BACAAN |
Menghormati Ulama
Hidup tentu banyak masalah, ujian dan
tantangan yang dirasakan individu maupun masyarakat. Tak jarang
menimbulkan goncangan dalam diri yang dapat berakibat pada kekacauan,
dan ketidakseimbangan.
Untuk semua kondisi itu, diperlukan pihak yang mampu solusi atas masalah kehidupan yang dialami umat. Solusinya, dengan keberadaan ulama. Dalam kehidupan beragama, posisi ulama sebagai pembimbing umat agar senantiasa menjalani hidup pada jalan yang lurus, penjaga nuansa religiusitas dan tempat umat menyelesaikan masalah-masalahnya.
Kata ulama bentuk jamak dari alim yang berarti orang berilmu. Secara bahasa, ulama orang berilmu dalam agama islam. Imam Al-ghazali dalam judul bukunya Ihya Ulumuddin, mengatakan ulama adalah orang yang menghidupkan ilmu-ilmu Islam.

PETUNJUK 1 |
Tentukan apakah setiap pernyataan berikut sesuai dengan bacaan tentang ulama: (a) kata ulama adalah bentuk jamak dari alim; (b) masalah hidup hanya dirasakan oleh individu; (c) Imam Al-Ghazali menyebut ulama sebagai orang yang menghidupkan ilmu-ilmu Islam. Jawab ya atau tidak untuk masing-masing, disertai kutipan persis dari bacaan yang menjadi dasarnya.
PETUNJUK 2 |
Ubah paragraf bacaan tentang ulama yang diawali "Kata ulama bentuk jamak" menjadi daftar singkat tanpa menghilangkan fakta pokoknya.

DATA TERSIMPAN |
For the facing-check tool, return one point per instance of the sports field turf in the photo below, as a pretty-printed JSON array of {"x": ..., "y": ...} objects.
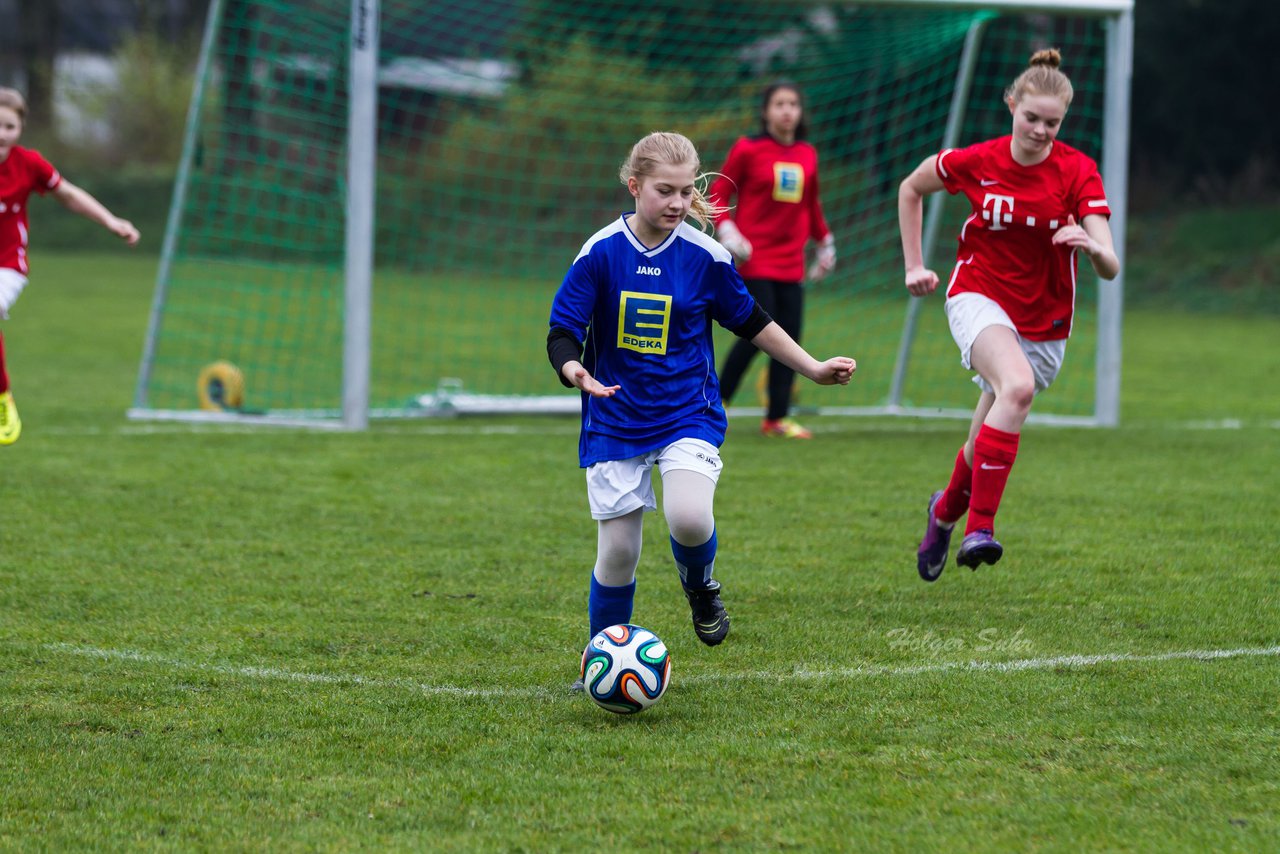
[{"x": 227, "y": 639}]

JAWABAN 1 |
(a) Ya. "Kata ulama bentuk jamak dari alim yang berarti orang berilmu."
(b) Tidak. "Hidup tentu banyak masalah, ujian dan tantangan yang dirasakan individu maupun masyarakat."
(c) Ya. "Imam Al-ghazali dalam judul bukunya Ihya Ulumuddin, mengatakan ulama adalah orang yang menghidupkan ilmu-ilmu Islam."

JAWABAN 2 |
- Ulama adalah bentuk jamak dari alim, yang berarti orang berilmu.
- Secara bahasa, ulama berarti orang berilmu dalam agama Islam.
- Dalam buku Ihya Ulumuddin, Imam Al-Ghazali menyebut ulama sebagai orang yang menghidupkan ilmu-ilmu Islam.